* What the exercise asks
Treat the line containing "If you could place a marker on the camouflage trousers" as the first line and the final line of the material below as the last; reproduce that range exactly.

───── Material for this task ─────

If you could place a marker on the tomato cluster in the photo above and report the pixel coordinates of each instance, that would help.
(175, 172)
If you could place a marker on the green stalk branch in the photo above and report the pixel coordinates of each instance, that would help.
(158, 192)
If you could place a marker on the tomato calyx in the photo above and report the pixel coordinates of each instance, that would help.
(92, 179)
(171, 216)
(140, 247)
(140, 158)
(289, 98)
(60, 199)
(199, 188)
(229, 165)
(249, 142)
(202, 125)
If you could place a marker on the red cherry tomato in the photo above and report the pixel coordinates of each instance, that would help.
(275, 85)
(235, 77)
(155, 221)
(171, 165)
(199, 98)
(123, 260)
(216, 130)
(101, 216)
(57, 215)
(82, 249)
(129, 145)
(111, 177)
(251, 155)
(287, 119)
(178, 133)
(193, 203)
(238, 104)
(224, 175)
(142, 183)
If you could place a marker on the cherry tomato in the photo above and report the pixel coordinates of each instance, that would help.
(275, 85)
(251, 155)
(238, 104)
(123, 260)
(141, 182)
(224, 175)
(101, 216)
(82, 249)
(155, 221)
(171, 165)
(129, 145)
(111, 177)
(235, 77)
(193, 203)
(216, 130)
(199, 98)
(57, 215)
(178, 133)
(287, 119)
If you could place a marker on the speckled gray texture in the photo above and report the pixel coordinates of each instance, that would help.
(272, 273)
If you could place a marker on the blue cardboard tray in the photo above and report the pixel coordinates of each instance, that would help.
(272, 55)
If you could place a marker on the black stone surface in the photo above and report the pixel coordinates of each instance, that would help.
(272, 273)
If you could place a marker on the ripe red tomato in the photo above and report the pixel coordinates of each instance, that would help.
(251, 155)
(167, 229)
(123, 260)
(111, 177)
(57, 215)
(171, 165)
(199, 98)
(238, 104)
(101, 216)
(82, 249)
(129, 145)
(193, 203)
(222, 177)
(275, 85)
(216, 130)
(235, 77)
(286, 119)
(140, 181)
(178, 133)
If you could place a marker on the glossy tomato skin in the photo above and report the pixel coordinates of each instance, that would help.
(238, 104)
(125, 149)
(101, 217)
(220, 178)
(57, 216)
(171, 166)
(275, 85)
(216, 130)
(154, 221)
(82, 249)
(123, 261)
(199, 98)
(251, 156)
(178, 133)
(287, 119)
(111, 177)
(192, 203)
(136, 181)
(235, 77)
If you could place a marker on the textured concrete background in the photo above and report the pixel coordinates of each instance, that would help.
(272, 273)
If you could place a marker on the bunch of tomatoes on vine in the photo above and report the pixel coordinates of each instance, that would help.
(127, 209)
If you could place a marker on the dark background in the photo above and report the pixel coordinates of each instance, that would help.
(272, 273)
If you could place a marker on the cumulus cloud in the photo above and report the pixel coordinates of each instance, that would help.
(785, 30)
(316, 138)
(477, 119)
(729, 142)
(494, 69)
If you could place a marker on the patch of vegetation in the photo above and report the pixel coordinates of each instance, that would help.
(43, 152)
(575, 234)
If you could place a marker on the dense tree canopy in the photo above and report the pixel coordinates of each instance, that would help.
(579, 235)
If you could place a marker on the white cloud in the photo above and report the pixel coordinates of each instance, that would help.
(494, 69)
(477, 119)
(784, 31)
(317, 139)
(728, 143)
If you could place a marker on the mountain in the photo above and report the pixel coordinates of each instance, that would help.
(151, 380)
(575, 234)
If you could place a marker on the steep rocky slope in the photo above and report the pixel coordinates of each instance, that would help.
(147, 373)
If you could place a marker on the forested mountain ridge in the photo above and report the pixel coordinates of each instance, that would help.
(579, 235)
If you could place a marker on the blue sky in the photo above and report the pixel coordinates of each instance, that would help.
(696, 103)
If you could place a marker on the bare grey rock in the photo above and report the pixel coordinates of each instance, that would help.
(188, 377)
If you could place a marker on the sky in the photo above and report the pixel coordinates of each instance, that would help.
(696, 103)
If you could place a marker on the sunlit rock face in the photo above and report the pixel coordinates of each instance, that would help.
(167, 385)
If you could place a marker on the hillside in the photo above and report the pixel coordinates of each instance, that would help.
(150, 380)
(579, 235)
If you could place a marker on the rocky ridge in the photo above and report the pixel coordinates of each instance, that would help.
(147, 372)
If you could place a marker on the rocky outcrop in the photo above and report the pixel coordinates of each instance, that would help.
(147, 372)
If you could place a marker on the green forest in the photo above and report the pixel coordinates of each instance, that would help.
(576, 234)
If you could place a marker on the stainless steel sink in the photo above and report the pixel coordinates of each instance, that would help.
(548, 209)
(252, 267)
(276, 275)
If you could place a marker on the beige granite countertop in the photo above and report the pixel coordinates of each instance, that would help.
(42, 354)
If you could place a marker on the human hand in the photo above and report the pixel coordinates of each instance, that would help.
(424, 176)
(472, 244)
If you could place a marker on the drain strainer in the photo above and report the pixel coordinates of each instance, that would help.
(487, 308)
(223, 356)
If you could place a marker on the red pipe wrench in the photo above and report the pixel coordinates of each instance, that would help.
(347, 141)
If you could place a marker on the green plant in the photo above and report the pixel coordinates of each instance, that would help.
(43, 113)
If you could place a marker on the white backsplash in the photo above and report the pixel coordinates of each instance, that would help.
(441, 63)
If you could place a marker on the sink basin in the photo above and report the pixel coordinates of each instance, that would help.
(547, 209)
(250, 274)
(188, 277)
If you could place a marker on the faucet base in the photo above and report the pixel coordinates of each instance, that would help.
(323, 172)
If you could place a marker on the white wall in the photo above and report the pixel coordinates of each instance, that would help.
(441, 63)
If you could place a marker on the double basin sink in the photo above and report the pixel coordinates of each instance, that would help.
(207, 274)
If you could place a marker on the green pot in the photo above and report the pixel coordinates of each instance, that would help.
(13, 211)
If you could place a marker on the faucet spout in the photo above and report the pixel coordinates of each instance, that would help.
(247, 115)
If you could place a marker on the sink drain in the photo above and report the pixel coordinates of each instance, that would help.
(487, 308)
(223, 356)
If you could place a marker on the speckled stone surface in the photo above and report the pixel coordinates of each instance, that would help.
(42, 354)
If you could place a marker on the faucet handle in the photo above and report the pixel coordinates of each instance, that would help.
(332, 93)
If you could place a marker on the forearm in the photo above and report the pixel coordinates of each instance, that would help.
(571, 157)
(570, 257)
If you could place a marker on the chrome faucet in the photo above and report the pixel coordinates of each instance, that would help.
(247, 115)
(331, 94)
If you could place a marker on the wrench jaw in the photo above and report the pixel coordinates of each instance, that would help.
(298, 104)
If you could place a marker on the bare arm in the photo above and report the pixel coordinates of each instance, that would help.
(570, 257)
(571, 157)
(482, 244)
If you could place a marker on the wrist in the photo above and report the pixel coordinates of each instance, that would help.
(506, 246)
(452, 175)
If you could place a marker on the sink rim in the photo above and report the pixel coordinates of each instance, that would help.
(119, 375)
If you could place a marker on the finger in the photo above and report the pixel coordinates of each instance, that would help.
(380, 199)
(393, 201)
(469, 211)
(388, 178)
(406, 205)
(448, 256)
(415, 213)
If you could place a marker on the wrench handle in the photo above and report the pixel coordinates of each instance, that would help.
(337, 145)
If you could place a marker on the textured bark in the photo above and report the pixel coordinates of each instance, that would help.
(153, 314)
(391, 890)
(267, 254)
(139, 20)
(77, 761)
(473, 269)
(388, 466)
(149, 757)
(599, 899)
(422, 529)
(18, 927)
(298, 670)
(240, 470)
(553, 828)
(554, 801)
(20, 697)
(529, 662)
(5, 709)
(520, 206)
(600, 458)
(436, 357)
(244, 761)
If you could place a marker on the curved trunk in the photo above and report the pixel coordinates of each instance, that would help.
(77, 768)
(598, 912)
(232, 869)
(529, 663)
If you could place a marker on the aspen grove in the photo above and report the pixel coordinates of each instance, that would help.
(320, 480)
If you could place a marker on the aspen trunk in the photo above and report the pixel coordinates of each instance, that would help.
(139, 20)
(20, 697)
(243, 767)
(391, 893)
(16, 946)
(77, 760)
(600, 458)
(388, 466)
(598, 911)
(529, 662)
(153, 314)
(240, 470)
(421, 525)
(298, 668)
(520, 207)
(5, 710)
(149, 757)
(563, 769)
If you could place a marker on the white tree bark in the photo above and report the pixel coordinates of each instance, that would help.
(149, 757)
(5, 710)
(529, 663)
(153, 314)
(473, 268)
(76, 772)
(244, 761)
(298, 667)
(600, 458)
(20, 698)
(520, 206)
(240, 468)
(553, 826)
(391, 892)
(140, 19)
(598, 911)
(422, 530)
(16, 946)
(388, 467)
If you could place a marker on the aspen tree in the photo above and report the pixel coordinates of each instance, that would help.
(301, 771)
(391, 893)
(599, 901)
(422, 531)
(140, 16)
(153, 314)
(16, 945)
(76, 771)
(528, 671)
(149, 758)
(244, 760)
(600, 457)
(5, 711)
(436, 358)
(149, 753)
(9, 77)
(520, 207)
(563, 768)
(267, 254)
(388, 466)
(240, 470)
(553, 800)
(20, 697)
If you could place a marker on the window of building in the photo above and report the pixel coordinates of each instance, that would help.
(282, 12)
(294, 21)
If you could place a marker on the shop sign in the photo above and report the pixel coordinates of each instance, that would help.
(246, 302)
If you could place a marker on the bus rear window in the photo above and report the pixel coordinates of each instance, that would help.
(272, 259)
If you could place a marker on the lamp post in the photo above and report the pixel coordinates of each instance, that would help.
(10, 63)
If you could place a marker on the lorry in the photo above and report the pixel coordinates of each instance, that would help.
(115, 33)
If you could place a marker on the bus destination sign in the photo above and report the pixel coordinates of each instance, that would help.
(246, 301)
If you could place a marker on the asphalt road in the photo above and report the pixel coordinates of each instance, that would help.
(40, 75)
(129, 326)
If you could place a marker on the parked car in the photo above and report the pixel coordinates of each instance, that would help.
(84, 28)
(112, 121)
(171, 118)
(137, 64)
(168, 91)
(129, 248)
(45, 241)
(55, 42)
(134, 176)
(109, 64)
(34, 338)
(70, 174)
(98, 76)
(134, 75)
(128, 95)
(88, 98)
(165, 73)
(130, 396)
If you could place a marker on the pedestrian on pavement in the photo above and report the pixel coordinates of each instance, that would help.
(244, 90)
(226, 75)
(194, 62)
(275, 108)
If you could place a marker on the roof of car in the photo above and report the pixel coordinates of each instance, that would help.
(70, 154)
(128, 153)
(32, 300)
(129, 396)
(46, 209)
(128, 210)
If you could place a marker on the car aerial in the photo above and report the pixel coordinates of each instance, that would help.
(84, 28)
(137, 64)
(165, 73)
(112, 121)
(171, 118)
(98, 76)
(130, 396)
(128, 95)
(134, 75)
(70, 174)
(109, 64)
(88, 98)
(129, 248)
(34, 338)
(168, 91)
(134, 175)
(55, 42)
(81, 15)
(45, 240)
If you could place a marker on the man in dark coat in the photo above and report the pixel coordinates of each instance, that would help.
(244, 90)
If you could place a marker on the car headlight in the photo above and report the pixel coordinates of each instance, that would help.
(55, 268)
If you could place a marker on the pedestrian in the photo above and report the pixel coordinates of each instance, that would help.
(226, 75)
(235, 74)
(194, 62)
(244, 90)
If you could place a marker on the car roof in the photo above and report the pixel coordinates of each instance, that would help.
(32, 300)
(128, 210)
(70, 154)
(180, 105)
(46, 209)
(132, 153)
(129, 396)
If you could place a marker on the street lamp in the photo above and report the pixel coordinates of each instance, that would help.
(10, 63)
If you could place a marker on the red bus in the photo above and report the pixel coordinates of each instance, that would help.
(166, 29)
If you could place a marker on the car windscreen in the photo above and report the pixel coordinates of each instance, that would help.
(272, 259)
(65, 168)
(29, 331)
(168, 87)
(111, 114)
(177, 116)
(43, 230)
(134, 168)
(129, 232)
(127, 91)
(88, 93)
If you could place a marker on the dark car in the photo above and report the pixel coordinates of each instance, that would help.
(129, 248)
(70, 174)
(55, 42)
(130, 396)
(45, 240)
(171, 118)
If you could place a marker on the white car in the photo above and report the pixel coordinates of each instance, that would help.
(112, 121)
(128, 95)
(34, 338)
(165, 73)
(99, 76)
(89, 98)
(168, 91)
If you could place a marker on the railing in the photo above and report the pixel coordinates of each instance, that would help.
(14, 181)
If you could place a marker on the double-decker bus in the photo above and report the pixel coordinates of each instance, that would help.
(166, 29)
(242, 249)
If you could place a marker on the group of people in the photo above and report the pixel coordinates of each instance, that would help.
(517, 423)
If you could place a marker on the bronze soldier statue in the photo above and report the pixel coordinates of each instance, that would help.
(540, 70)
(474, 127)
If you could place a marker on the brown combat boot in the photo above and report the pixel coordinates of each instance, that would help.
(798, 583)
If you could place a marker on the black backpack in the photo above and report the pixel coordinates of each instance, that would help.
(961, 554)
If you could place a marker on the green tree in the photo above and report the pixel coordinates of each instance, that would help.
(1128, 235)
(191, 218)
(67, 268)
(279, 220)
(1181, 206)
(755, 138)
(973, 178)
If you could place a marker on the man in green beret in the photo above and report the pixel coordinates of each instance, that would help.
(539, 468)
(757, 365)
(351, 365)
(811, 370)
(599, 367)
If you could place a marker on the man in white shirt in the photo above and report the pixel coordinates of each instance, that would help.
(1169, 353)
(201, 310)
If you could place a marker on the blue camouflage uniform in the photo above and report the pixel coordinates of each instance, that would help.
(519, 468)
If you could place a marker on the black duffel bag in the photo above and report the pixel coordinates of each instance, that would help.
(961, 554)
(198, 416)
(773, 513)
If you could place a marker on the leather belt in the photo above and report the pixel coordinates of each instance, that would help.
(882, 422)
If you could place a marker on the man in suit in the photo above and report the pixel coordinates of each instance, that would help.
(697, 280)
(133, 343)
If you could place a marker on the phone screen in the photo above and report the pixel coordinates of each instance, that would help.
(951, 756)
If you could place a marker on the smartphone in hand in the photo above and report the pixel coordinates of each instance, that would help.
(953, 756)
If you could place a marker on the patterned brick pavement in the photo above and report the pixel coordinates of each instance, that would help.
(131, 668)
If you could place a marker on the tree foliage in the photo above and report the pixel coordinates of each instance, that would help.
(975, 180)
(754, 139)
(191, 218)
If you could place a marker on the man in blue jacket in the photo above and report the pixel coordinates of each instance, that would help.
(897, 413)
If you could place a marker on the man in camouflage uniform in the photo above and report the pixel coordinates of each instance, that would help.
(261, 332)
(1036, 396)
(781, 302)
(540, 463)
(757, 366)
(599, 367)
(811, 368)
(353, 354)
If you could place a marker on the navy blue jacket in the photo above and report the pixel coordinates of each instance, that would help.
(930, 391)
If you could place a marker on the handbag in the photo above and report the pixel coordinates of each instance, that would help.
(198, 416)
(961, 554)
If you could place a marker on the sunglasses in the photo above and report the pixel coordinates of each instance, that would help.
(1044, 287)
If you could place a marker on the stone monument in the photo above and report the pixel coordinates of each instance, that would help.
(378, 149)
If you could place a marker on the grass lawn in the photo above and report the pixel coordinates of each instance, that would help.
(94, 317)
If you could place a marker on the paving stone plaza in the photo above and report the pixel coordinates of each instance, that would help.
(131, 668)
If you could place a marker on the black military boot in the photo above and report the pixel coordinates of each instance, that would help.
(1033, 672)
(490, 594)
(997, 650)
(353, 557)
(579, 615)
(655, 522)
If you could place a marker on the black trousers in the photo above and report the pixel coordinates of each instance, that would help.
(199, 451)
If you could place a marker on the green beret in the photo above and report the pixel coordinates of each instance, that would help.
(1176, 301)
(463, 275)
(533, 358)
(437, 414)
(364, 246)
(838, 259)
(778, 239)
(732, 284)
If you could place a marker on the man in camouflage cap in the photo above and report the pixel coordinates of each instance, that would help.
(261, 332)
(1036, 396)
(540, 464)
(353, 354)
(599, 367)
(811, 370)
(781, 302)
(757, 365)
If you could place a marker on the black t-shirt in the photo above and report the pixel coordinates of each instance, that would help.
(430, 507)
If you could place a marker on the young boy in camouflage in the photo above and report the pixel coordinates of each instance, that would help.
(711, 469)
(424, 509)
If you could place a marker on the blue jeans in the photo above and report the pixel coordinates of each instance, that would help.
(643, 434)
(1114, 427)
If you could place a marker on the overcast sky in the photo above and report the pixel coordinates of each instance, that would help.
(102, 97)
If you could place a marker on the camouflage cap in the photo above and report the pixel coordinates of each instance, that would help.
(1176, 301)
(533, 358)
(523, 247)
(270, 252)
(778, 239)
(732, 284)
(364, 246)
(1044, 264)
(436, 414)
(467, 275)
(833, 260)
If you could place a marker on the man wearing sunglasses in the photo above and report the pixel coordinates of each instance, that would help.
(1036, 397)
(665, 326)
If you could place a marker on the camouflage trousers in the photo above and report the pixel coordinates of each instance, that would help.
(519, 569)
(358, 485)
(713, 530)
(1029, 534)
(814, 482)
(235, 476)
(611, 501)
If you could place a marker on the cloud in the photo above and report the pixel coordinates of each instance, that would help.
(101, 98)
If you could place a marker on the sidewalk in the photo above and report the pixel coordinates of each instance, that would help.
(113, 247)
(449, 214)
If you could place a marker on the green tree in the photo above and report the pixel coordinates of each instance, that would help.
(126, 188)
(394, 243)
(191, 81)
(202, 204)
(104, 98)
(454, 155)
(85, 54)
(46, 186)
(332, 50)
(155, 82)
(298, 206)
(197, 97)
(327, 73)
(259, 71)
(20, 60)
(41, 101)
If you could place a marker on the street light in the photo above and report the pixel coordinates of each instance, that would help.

─────

* The solution
If you could place a marker on the camouflage trousers in the photo above and report the pixel coordinates of each instance, that would help.
(519, 569)
(358, 485)
(713, 530)
(1029, 534)
(814, 482)
(235, 476)
(611, 501)
If you could place a marker on the cloud in the photo above and report the pixel coordinates of each instance, that would help.
(101, 98)
If you could place a marker on the sidewalk in the photo above and report the pixel coordinates of each instance, that would help.
(113, 247)
(449, 214)
If you could place a marker on the green tree in the photo above and report the pixel coordinates of each instance, that would help.
(126, 188)
(394, 243)
(191, 81)
(202, 204)
(104, 98)
(454, 155)
(85, 54)
(46, 186)
(332, 50)
(155, 82)
(298, 206)
(197, 97)
(327, 73)
(259, 71)
(20, 60)
(41, 101)
If you could place a marker on the street light in the photo above and report the pixel coordinates of each instance, that would help.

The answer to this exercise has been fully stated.